Tasks to carry out:
(a) Decide whether each statement below agrees with the kibble article. Answer yes or no for each and quote the deciding words.
(i) All kibble lacks omega 3 fatty acids, whatever its quality.
(ii) Raw diets usually cost less than most dry foods.
(iii) The concern that Blue Buffalo causes kidney disease has only recently come up.
(b) According to the kibble article, what has Blue Buffalo recently been sued over?
(c) Write the next part of the kibble article, picking up right after its last sentence.

Selected excerpt:
● ● ● ● ● ● ●

I know what you’re thinking: why is The Raw Feeding Community writing about kibble? Well, the answer is simple: not everyone can feed raw. Raw diets require significantly more research, prep time, and freezer space, and typically a bigger budget than would be necessary with most dry foods. For this reason, it would be unrealistic for us to assume that every pet owner can or will switch their dog to a raw diet. But just because someone can’t feed raw doesn’t mean they can’t improve their dog’s diet in other ways, including switching to a high quality kibble.
Quick side note: just as important – if not even more so – than what brand of kibble you choose is what you add to it. There are some really simple supplemental items you can add that come with some really important benefits. (Click here for a couple ideas!) For example, due to the nature of processing and shelf life, all kibble – no matter how high quality – is lacking in omega 3 fatty acids, which are important for skin/coat, heart, and brain health. (Read more about adding omega 3 fatty acids to your pet’s diet here.)
Now that that’s out of the way, back to the kibble!
What should I look for?
Browsing the dry dog food aisle can be an overwhelming experience. Many of the things that might draw you into a specific product probably aren’t actually any real indication of a good quality food, like a bag covered with colorful images of fresh meat and veggies or a brand that boasts that it is made of “natural” ingredients.
As an example, a brand that is notorious for its great marketing yet subpar product is Blue Buffalo. I’m sure you’ve seen the convincing commercials or even run into one of their food reps in a big box pet store. Yet, Blue Buffalo has been caught lying about ingredients and has recently been sued over allegations that their products have been causing kidney disease in dogs and cats and contain toxic levels of lead. The allegation that Blue Buffalo has been causing kidney disease and urinary stones isn’t a new one, either: this concern has been raised by veterinary professionals for years.
How could this happen? Blue Buffalo is supposed to be a safe, natural, holistic food, isn’t it? It is sold at the price of a high end products, so owners are lead to believe that they are purchasing a high quality product. Unfortunately, that isn’t how it works.

● ● ● ● ● ● ●

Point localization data
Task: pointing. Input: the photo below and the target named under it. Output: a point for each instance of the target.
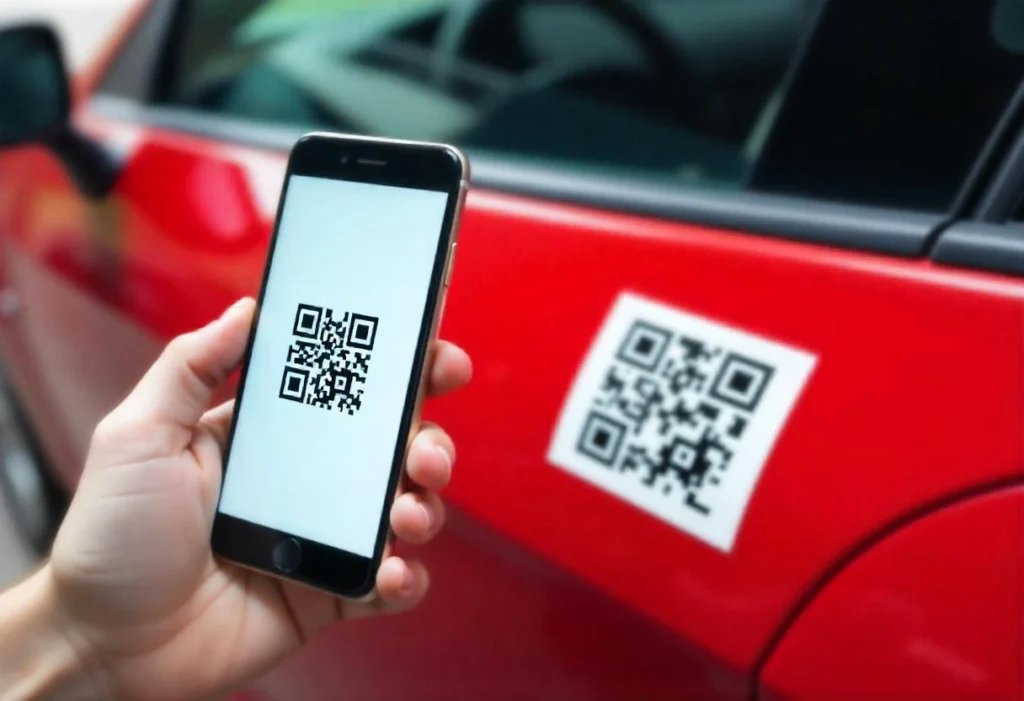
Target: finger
(430, 458)
(417, 517)
(180, 385)
(400, 587)
(217, 422)
(451, 368)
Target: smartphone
(333, 377)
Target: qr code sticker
(677, 414)
(329, 358)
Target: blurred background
(843, 177)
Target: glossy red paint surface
(933, 612)
(547, 587)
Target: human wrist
(41, 657)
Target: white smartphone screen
(329, 374)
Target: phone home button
(288, 555)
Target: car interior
(681, 88)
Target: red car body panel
(546, 586)
(933, 612)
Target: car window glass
(851, 100)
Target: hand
(145, 604)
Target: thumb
(179, 387)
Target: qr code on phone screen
(329, 359)
(678, 414)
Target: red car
(741, 278)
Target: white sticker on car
(677, 414)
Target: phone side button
(288, 555)
(448, 275)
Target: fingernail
(428, 514)
(445, 454)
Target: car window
(853, 100)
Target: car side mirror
(35, 106)
(35, 97)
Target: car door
(715, 357)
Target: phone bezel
(384, 162)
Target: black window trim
(890, 231)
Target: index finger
(451, 368)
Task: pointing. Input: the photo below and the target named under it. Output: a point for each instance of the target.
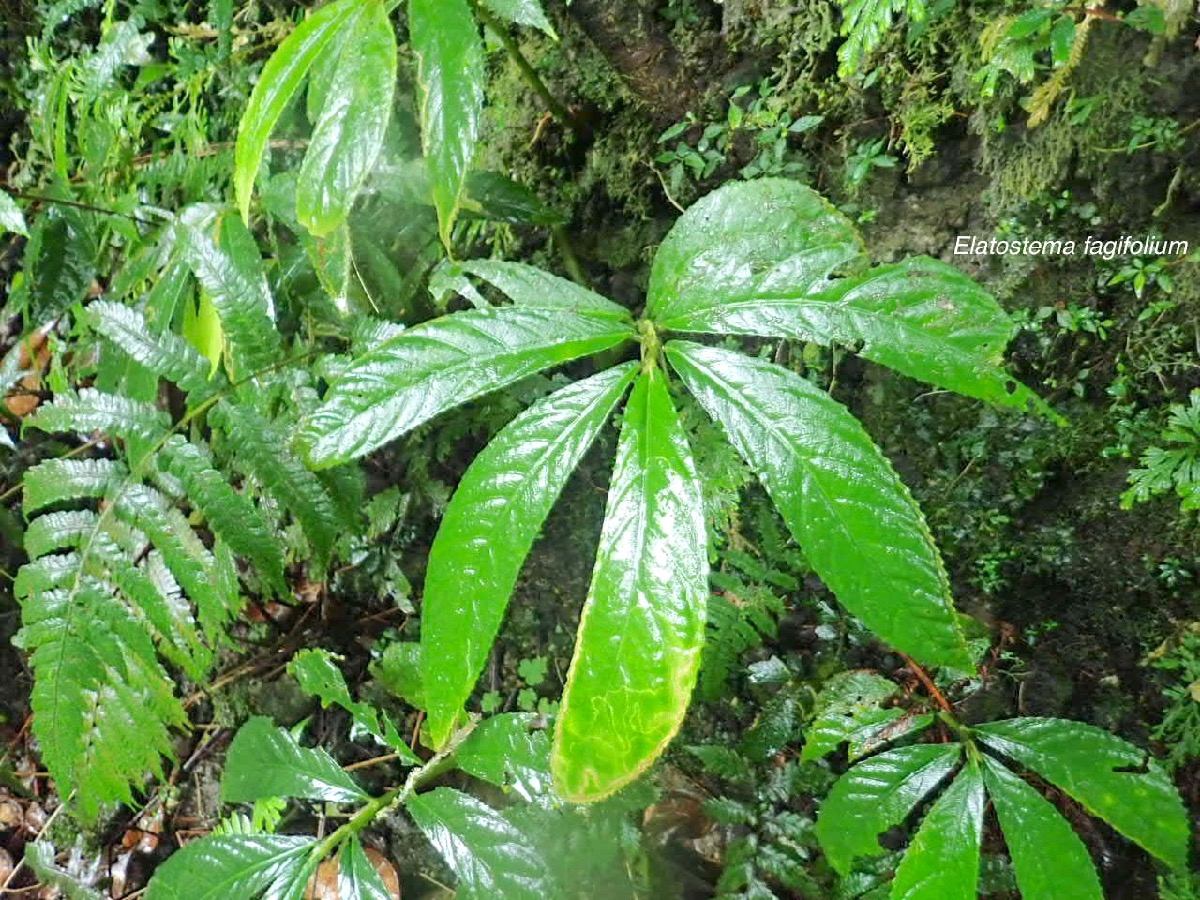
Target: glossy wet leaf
(942, 861)
(489, 528)
(877, 795)
(282, 77)
(747, 241)
(1111, 778)
(640, 637)
(231, 515)
(501, 199)
(165, 354)
(856, 521)
(261, 867)
(318, 676)
(267, 761)
(490, 858)
(922, 317)
(522, 12)
(1049, 859)
(535, 288)
(442, 364)
(11, 217)
(229, 268)
(264, 453)
(511, 751)
(348, 136)
(357, 879)
(450, 81)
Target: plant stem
(923, 677)
(553, 105)
(73, 204)
(396, 797)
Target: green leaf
(58, 264)
(265, 761)
(922, 317)
(491, 858)
(450, 79)
(94, 411)
(72, 882)
(165, 354)
(1062, 40)
(231, 269)
(282, 77)
(747, 241)
(1049, 859)
(489, 528)
(442, 364)
(59, 480)
(1111, 779)
(263, 450)
(522, 12)
(357, 879)
(317, 675)
(876, 795)
(255, 867)
(11, 217)
(231, 515)
(103, 706)
(942, 862)
(509, 751)
(850, 709)
(499, 198)
(534, 288)
(400, 671)
(348, 137)
(202, 330)
(637, 649)
(857, 522)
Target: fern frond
(737, 624)
(166, 354)
(1174, 467)
(115, 568)
(263, 453)
(231, 515)
(91, 411)
(865, 24)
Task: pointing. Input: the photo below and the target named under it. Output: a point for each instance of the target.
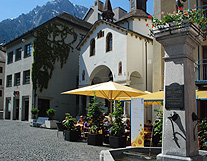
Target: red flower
(149, 16)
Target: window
(17, 79)
(81, 37)
(18, 54)
(26, 77)
(10, 58)
(83, 75)
(28, 51)
(120, 67)
(92, 47)
(100, 34)
(108, 42)
(9, 81)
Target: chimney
(108, 13)
(138, 4)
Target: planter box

● ● ● ● ● ● ●

Answers by item:
(a)
(i) Yes: "all kibble – no matter how high quality – is lacking in omega 3 fatty acids"
(ii) No: "typically a bigger budget than would be necessary with most dry foods"
(iii) No: "isn’t a new one, either: this concern has been raised by veterinary professionals for years"

(b) Claims that its products have been causing kidney disease in dogs and cats and contain toxic levels of lead.

(c)
As it turns out, the pet food industry is very under-regulated. Blue Buffalo can get away with claiming that their food is “natural,” “healthy,” and “made with high quality ingredients” even if it is not, because legally, those claims are meaningless. Although the Association of American Feed Control Officials (AAFCO) has defined some terms and set rules for labelling pet foods, they are not a regulatory authority; they cannot approve, certify, test, or authorize pet foods or ingredients in any way – only the FDA and individual state laws can do that.
What all of this means is that if we want to analyze the quality of pet food products, we will have to look deeper than the pretty pictures on the bag or the claims made by the pet food commercials.
Here are some things you should consider when choosing a kibble.
What is AAFCO?
AAFCO, or the Association of American Feed Control Officials, is an organization that helps establish rules and regulations for the pet food industry. AAFCO itself is not a regulatory agency, but it works with the FDA and state lawmakers who then adopt AAFCO regulations at the federal and/or state level. Read more about AAFCO’s role in the pet food industry here.
You can purchase the most recent official AAFCO publication here if you are interested. A 14 day free trial is also available online.
If a food is deemed “complete and balanced,” that means it meets minimum nutrient requirements as determined by the National Research Council (NRC) and adopted by AAFCO. Foods that are balanced must meet the minimum requirements, based on laboratory analysis and/or feeding trials, for at least one life stage:
- Adult Maintenance, or
- Growth & Reproduction.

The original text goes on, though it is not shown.